# DATA FOR REVIEW
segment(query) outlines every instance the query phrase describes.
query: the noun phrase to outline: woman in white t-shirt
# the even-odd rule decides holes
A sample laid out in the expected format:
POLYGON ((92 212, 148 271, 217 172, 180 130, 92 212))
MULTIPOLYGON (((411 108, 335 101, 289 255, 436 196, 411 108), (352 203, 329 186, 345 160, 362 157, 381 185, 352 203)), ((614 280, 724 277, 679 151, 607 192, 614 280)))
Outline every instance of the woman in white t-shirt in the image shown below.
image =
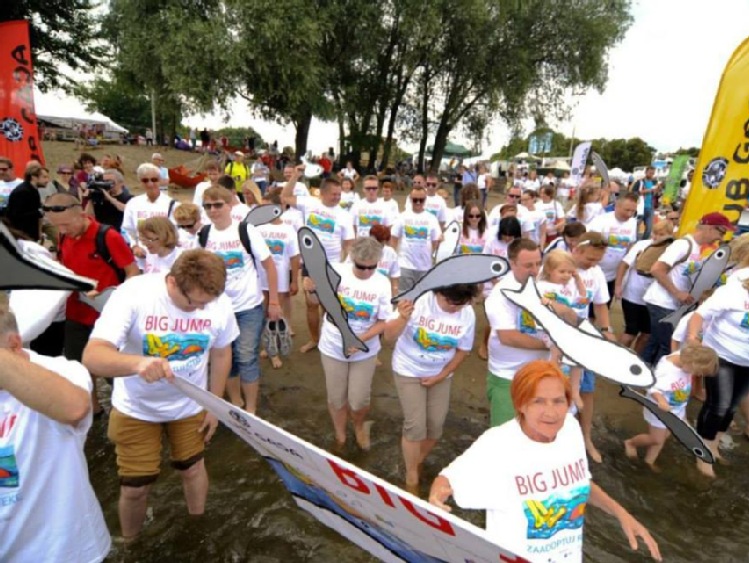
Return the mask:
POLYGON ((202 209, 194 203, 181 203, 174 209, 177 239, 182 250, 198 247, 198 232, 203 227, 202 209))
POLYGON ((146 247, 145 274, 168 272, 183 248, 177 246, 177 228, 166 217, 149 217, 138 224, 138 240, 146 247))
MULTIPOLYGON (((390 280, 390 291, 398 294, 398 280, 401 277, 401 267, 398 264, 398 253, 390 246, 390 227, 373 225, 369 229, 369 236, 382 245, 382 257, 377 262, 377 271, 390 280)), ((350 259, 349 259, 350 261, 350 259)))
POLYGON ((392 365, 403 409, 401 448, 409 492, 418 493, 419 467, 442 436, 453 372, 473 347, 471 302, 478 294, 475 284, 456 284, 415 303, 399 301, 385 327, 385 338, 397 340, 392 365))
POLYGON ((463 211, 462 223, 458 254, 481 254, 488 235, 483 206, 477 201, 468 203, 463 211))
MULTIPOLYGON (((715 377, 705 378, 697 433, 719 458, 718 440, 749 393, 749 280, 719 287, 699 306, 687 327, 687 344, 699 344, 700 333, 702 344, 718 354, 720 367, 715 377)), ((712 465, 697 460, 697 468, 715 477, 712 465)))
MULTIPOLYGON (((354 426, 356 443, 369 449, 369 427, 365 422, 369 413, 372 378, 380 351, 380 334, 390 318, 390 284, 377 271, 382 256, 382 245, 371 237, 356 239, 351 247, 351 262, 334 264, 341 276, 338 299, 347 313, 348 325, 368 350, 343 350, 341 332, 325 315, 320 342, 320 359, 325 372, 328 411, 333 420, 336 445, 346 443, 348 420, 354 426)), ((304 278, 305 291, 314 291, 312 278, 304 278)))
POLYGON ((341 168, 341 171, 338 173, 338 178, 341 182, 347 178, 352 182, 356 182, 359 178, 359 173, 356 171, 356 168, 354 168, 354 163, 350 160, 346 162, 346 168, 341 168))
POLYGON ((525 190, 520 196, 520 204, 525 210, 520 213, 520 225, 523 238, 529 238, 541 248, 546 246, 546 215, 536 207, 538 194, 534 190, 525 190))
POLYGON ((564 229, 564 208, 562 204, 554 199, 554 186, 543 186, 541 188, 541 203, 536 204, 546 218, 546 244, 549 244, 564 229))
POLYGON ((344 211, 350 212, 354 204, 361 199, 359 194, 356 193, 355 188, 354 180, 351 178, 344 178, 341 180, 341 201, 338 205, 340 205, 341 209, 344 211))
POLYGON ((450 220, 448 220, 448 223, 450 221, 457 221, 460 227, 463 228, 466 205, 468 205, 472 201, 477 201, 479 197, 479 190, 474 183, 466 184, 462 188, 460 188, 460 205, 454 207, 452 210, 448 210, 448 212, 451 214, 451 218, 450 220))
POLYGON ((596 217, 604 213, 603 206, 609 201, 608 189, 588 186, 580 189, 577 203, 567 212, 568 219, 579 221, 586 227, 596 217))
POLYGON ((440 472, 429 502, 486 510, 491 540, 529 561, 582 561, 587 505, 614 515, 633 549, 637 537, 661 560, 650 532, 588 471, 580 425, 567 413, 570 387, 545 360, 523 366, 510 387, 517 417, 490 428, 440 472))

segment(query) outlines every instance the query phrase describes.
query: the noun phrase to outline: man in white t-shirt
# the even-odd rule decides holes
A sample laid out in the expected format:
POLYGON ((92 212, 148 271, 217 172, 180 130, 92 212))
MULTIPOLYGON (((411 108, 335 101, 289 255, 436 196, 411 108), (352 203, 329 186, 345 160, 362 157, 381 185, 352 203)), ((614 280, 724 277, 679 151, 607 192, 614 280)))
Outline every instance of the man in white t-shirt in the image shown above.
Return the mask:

# REQUIRED WORK
Pictures aren't part of the copy; return each record above exactly.

# WORKED SOLUTION
segment(query) outlines every instance the query phrase describes.
query: the noun phrase to outline: woman in white t-shirt
# the even-odd rule decides holes
A sample laid out in the expected format:
POLYGON ((92 212, 148 271, 217 172, 180 130, 92 212))
MULTIPOLYGON (((411 108, 335 101, 289 255, 436 196, 411 108), (352 203, 329 186, 345 160, 362 157, 381 185, 352 203)), ((614 280, 724 277, 679 151, 607 192, 614 280)))
Outline every instance of the woman in white t-shirt in the image shown below.
image =
Return the mask:
POLYGON ((202 209, 194 203, 181 203, 174 209, 177 239, 182 250, 198 247, 198 232, 203 227, 202 209))
POLYGON ((146 247, 145 274, 168 272, 183 248, 177 246, 177 228, 166 217, 149 217, 138 224, 138 240, 146 247))
MULTIPOLYGON (((390 280, 390 291, 398 294, 398 280, 401 277, 401 267, 398 264, 398 253, 390 246, 390 227, 373 225, 369 229, 369 236, 382 245, 382 257, 377 262, 377 271, 390 280)), ((350 259, 349 259, 350 261, 350 259)))
POLYGON ((392 365, 403 409, 401 448, 409 492, 418 493, 419 467, 442 436, 453 372, 473 347, 471 302, 478 294, 475 284, 456 284, 415 303, 399 301, 385 327, 385 338, 397 340, 392 365))
POLYGON ((463 211, 462 223, 458 254, 481 254, 488 235, 483 206, 477 201, 468 203, 463 211))
MULTIPOLYGON (((715 377, 705 378, 697 433, 719 458, 718 440, 749 393, 749 280, 719 287, 699 306, 687 327, 687 344, 699 344, 700 333, 702 344, 718 354, 720 367, 715 377)), ((712 465, 697 460, 697 468, 715 477, 712 465)))
MULTIPOLYGON (((354 426, 356 443, 369 449, 369 427, 365 422, 369 413, 372 378, 380 351, 380 334, 390 318, 390 284, 377 271, 382 256, 382 245, 371 237, 356 239, 351 247, 351 262, 334 264, 341 276, 338 299, 347 313, 348 325, 368 350, 343 350, 341 332, 325 315, 320 342, 320 359, 325 372, 328 411, 333 420, 336 445, 346 443, 348 420, 354 426)), ((304 278, 305 291, 314 291, 312 278, 304 278)))
POLYGON ((341 168, 341 171, 338 173, 338 178, 341 182, 347 178, 352 182, 356 182, 359 178, 359 173, 356 171, 356 168, 354 168, 354 163, 350 160, 346 162, 346 168, 341 168))
POLYGON ((525 190, 520 196, 520 204, 525 210, 520 213, 520 225, 523 238, 529 238, 541 248, 546 246, 546 215, 536 207, 538 194, 534 190, 525 190))
POLYGON ((564 229, 564 208, 562 204, 554 199, 554 186, 543 186, 541 188, 541 203, 536 204, 546 218, 546 244, 549 244, 564 229))
POLYGON ((344 211, 350 212, 354 204, 361 199, 359 194, 356 193, 355 188, 354 180, 351 178, 344 178, 341 180, 341 201, 338 205, 340 205, 341 209, 344 211))
POLYGON ((450 220, 448 220, 448 223, 450 221, 457 221, 460 227, 463 228, 466 205, 468 205, 472 201, 477 201, 479 197, 479 190, 474 183, 466 184, 462 188, 460 188, 460 205, 454 207, 452 210, 448 210, 448 212, 451 214, 451 218, 450 220))
POLYGON ((596 217, 604 213, 603 206, 609 201, 608 189, 588 186, 580 189, 577 203, 567 212, 568 219, 579 221, 586 227, 596 217))
POLYGON ((440 472, 429 502, 486 510, 491 540, 529 561, 582 561, 587 505, 614 515, 633 549, 637 537, 661 560, 650 532, 588 471, 580 425, 567 413, 570 387, 545 360, 523 366, 510 387, 517 417, 490 428, 440 472))

segment(query) outlines every instance the query phrase describes.
query: the noun phrase to outline: man in white t-shirt
# the even-odd rule decides holes
A sample laid out in the expected format:
POLYGON ((92 212, 148 271, 217 172, 180 130, 92 212))
MULTIPOLYGON (((411 108, 335 101, 289 255, 436 196, 411 108), (352 203, 329 186, 345 160, 362 157, 381 185, 352 203)), ((614 280, 724 277, 679 151, 607 192, 614 280)))
Outline every instance of the man in white t-shirt in the image shown above.
Return the mask:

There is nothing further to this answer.